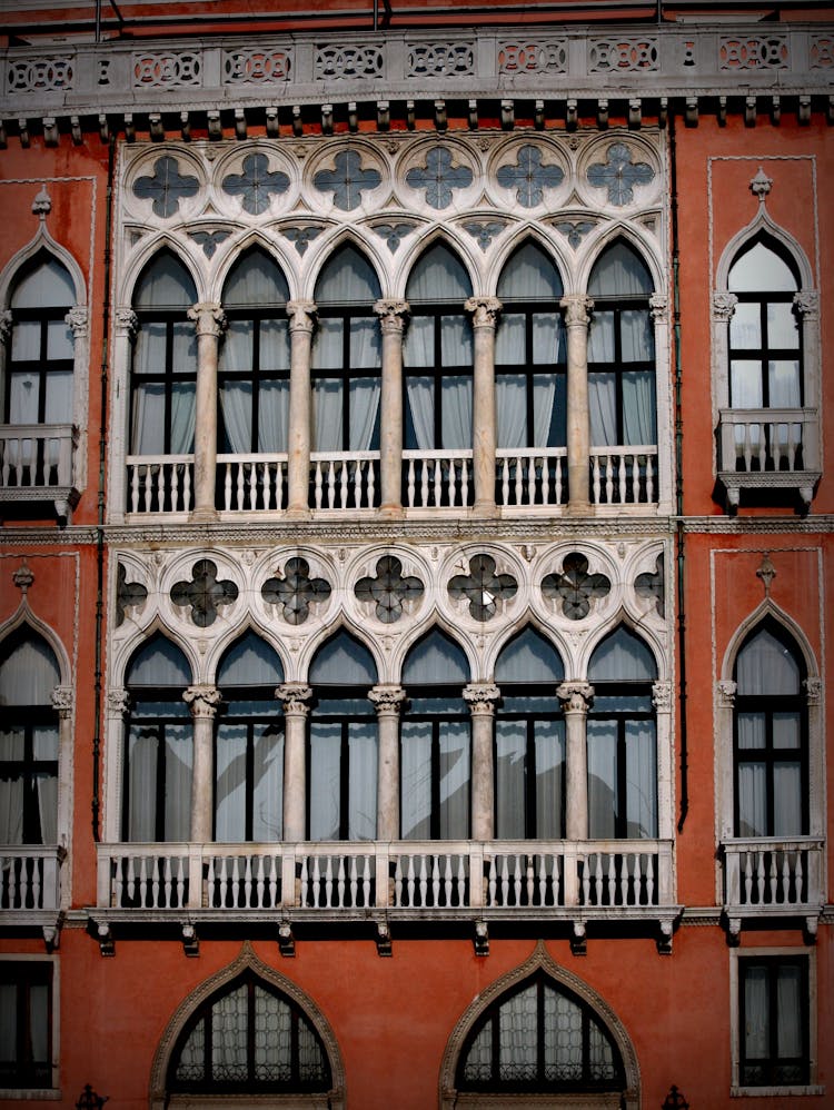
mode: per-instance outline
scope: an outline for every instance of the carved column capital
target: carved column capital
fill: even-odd
[[[590,310],[594,307],[592,297],[584,293],[572,293],[563,297],[559,307],[565,311],[566,327],[587,327],[590,324]]]
[[[189,686],[182,694],[182,701],[190,708],[195,720],[214,718],[222,696],[217,686]]]
[[[226,327],[226,313],[222,305],[203,301],[188,309],[189,320],[193,320],[197,335],[210,335],[219,339]]]
[[[469,703],[473,716],[492,716],[500,696],[500,690],[493,682],[470,682],[468,686],[464,686],[464,701]]]
[[[310,712],[308,702],[312,697],[312,690],[302,682],[285,682],[276,688],[275,696],[284,703],[286,717],[306,717]]]
[[[738,298],[734,293],[713,294],[713,320],[716,324],[725,324],[732,320]]]
[[[374,305],[374,311],[379,317],[379,326],[383,333],[403,334],[406,317],[409,313],[407,300],[378,300]]]
[[[732,708],[735,705],[736,684],[732,678],[719,678],[715,684],[715,696],[718,705]]]
[[[594,701],[594,687],[589,682],[563,682],[556,687],[556,696],[565,713],[587,713]]]
[[[290,331],[312,331],[316,324],[316,303],[312,300],[288,300],[287,316]]]
[[[87,305],[76,305],[75,308],[70,308],[63,319],[69,324],[76,339],[83,339],[87,336],[87,328],[90,323],[90,313]]]
[[[373,703],[379,717],[397,717],[403,703],[406,700],[406,692],[401,686],[379,685],[371,686],[368,691],[368,701]]]
[[[464,308],[467,313],[471,313],[474,328],[494,328],[502,310],[502,303],[497,297],[469,297]]]

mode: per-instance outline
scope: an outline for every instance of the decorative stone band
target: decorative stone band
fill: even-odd
[[[556,687],[556,696],[564,713],[587,713],[594,701],[594,687],[589,682],[563,682]]]

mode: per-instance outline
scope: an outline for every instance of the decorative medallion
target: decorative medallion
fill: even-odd
[[[632,151],[624,142],[612,142],[605,162],[588,166],[588,182],[595,189],[608,190],[608,202],[622,208],[634,200],[634,186],[648,185],[655,171],[648,162],[633,162]]]
[[[148,591],[141,582],[128,582],[128,572],[123,563],[119,563],[116,575],[116,627],[125,621],[125,609],[142,605]]]
[[[350,212],[363,202],[365,189],[376,189],[383,177],[379,170],[363,169],[357,150],[340,150],[334,158],[334,169],[322,169],[312,178],[319,192],[332,192],[332,202]]]
[[[435,147],[426,155],[425,166],[415,166],[406,174],[406,182],[417,190],[425,190],[426,204],[431,208],[448,208],[453,189],[466,189],[473,175],[468,166],[453,166],[451,151]]]
[[[404,576],[403,564],[394,555],[384,555],[376,569],[376,576],[360,578],[354,592],[360,602],[375,603],[378,621],[394,624],[403,616],[407,602],[423,597],[424,586],[419,578]]]
[[[153,214],[163,218],[173,216],[180,200],[197,196],[198,189],[197,178],[180,174],[177,159],[170,155],[157,158],[150,177],[139,177],[133,181],[133,195],[140,200],[152,200]]]
[[[330,584],[324,578],[310,577],[306,558],[288,558],[284,577],[267,578],[260,589],[269,605],[280,605],[287,624],[304,624],[314,602],[325,602],[330,596]]]
[[[201,558],[191,567],[190,582],[176,582],[171,588],[175,605],[189,605],[191,620],[199,628],[207,628],[217,620],[218,608],[231,605],[238,596],[238,587],[229,578],[218,581],[217,564],[210,558]]]
[[[489,621],[502,602],[515,596],[518,584],[512,574],[496,574],[492,555],[474,555],[469,559],[469,573],[456,574],[448,588],[455,601],[468,599],[469,614],[475,621]]]
[[[495,175],[498,185],[516,190],[516,200],[523,208],[535,208],[544,199],[545,189],[556,189],[564,180],[560,166],[542,163],[542,151],[530,143],[518,150],[515,166],[500,166]]]
[[[224,178],[224,192],[240,197],[245,211],[260,216],[267,211],[274,196],[280,196],[289,188],[289,178],[282,170],[270,170],[266,155],[247,155],[242,174],[229,174]]]
[[[588,574],[588,561],[570,552],[562,564],[562,574],[548,574],[542,579],[542,593],[562,602],[562,612],[569,621],[582,621],[590,612],[595,597],[610,593],[610,579],[604,574]]]

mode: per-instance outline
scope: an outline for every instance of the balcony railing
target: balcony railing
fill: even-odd
[[[22,921],[61,904],[63,851],[56,846],[0,844],[0,919]]]
[[[722,408],[718,477],[731,505],[742,489],[798,489],[811,504],[821,476],[814,408]]]
[[[71,424],[0,425],[0,501],[75,504],[77,444]]]
[[[668,841],[100,844],[98,908],[350,918],[490,912],[655,916],[672,909]]]
[[[813,836],[722,844],[724,902],[731,916],[820,912],[824,841]]]

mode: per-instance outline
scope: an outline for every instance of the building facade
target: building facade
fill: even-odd
[[[6,17],[0,1096],[832,1104],[831,10],[188,8]]]

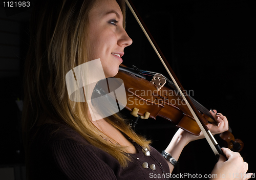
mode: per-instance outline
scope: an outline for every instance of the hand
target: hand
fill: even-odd
[[[211,172],[211,179],[248,179],[252,173],[246,173],[248,164],[244,162],[243,158],[238,152],[231,151],[229,149],[222,148],[227,158],[220,155],[220,159]]]
[[[221,133],[228,130],[228,122],[227,121],[227,118],[222,115],[221,113],[217,114],[217,112],[216,110],[214,110],[214,111],[210,111],[210,113],[212,116],[212,117],[214,118],[216,123],[209,123],[207,125],[213,135]],[[179,129],[177,132],[180,133],[183,138],[186,139],[187,143],[191,141],[204,138],[204,136],[202,131],[200,132],[199,136],[193,135],[181,129]]]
────────────────────
▶ **What the exercise asks**
Give the entries again without a single change, but with no pictures.

▶ **The solution**
mode: per-instance outline
scope: an outline for every instance of the carved column capital
target: carved column capital
fill: even-odd
[[[590,310],[594,307],[592,297],[584,293],[572,293],[563,297],[559,307],[565,311],[566,327],[587,327],[590,324]]]
[[[189,686],[182,694],[182,701],[190,708],[195,720],[214,718],[222,696],[217,686]]]
[[[226,327],[226,313],[222,305],[203,301],[188,309],[189,320],[193,320],[197,335],[210,335],[219,339]]]
[[[469,703],[473,716],[492,716],[500,696],[500,690],[493,682],[470,682],[468,686],[464,686],[464,701]]]
[[[310,712],[308,702],[312,697],[312,690],[302,682],[285,682],[276,688],[275,696],[284,703],[286,717],[306,717]]]
[[[738,298],[734,293],[713,294],[713,320],[716,324],[725,324],[732,320]]]
[[[374,305],[374,311],[379,317],[379,326],[383,333],[403,334],[406,317],[409,313],[407,300],[378,300]]]
[[[732,708],[735,705],[736,684],[732,678],[719,678],[715,684],[715,696],[718,705]]]
[[[594,701],[594,687],[589,682],[563,682],[556,687],[556,696],[565,713],[587,713]]]
[[[290,331],[312,331],[316,324],[316,303],[312,300],[288,300],[287,316]]]
[[[87,305],[76,305],[75,308],[70,308],[63,319],[69,324],[76,339],[83,339],[87,336],[87,328],[90,323],[90,313]]]
[[[373,703],[379,717],[397,717],[403,703],[406,700],[406,692],[401,686],[379,685],[371,686],[368,691],[368,701]]]
[[[464,308],[467,313],[471,313],[474,328],[494,328],[502,310],[502,303],[497,297],[469,297]]]

mode: per-instance outline
scope: an outline for every instance of the decorative stone band
target: decorative stone band
fill: even-odd
[[[556,687],[556,696],[564,713],[587,713],[594,701],[594,687],[589,682],[563,682]]]

mode: per-instance outline
scope: an outline for every instance of the decorative medallion
target: decorative medallion
fill: even-odd
[[[632,151],[624,142],[612,142],[605,162],[588,166],[588,182],[595,189],[608,190],[608,202],[622,208],[634,200],[634,186],[648,185],[655,171],[648,162],[633,162]]]
[[[148,591],[141,582],[128,582],[128,572],[123,563],[119,563],[116,575],[116,627],[125,621],[125,609],[142,605]]]
[[[350,212],[363,202],[365,189],[376,189],[383,177],[379,170],[363,169],[357,150],[340,150],[334,158],[334,169],[322,169],[312,178],[319,192],[332,192],[332,202]]]
[[[435,147],[426,155],[425,166],[415,166],[406,174],[406,182],[417,190],[425,190],[426,204],[431,208],[448,208],[453,189],[466,189],[473,175],[468,166],[453,166],[451,151]]]
[[[404,576],[403,564],[394,555],[384,555],[376,569],[376,576],[360,578],[354,592],[360,602],[375,603],[378,621],[394,624],[403,616],[407,602],[423,597],[424,586],[419,578]]]
[[[153,214],[163,218],[173,216],[180,200],[197,196],[198,189],[197,178],[180,174],[177,159],[170,155],[157,158],[150,177],[139,177],[133,181],[133,195],[140,200],[152,200]]]
[[[330,584],[324,578],[310,577],[306,558],[288,558],[284,577],[267,578],[260,589],[269,605],[280,605],[287,624],[304,624],[314,602],[325,602],[330,596]]]
[[[201,558],[191,567],[190,582],[176,582],[171,588],[175,605],[189,605],[191,620],[199,628],[207,628],[217,620],[218,608],[231,605],[238,596],[238,587],[229,578],[218,581],[217,564],[210,558]]]
[[[489,621],[502,602],[515,596],[518,584],[512,574],[496,574],[492,555],[474,555],[469,559],[469,573],[456,574],[448,588],[455,601],[468,599],[469,614],[475,621]]]
[[[495,175],[498,185],[516,190],[516,200],[523,208],[535,208],[544,199],[545,189],[556,189],[564,180],[560,166],[542,163],[542,151],[530,143],[518,150],[515,166],[500,166]]]
[[[224,178],[224,192],[240,197],[245,211],[260,216],[267,211],[274,196],[280,196],[289,188],[289,178],[282,170],[270,170],[266,155],[247,155],[242,174],[229,174]]]
[[[588,574],[588,561],[570,552],[562,564],[562,574],[548,574],[542,579],[542,593],[562,602],[562,612],[569,621],[582,621],[590,612],[595,597],[610,593],[610,579],[604,574]]]

mode: per-instance outline
scope: an outline for every instance of the balcony railing
target: balcony railing
fill: even-odd
[[[22,921],[61,904],[63,851],[56,846],[0,844],[0,919]]]
[[[722,408],[718,477],[731,505],[742,489],[798,489],[811,504],[821,476],[814,408]]]
[[[71,424],[0,425],[0,501],[75,504],[77,444]]]
[[[668,841],[100,844],[98,908],[350,918],[490,912],[655,916],[672,909]]]
[[[813,836],[722,844],[724,902],[731,916],[820,912],[824,841]]]

mode: per-instance outline
scope: an outline for every instance of the building facade
target: building facade
fill: even-odd
[[[6,17],[0,1096],[832,1104],[831,10],[188,8]]]

mode: per-instance outline
scope: an outline for every instance of the hand
target: hand
fill: even-odd
[[[211,172],[211,179],[248,179],[252,173],[246,173],[248,164],[244,162],[243,158],[238,152],[231,151],[229,149],[222,148],[227,158],[220,155],[220,159]]]
[[[221,133],[228,130],[228,122],[227,121],[227,118],[222,115],[221,113],[217,114],[217,112],[216,110],[214,110],[214,111],[210,111],[210,113],[212,116],[212,117],[214,118],[216,123],[209,123],[207,125],[213,135]],[[179,129],[177,132],[180,133],[183,138],[186,139],[187,143],[191,141],[204,138],[204,136],[202,131],[200,132],[199,136],[193,135],[181,129]]]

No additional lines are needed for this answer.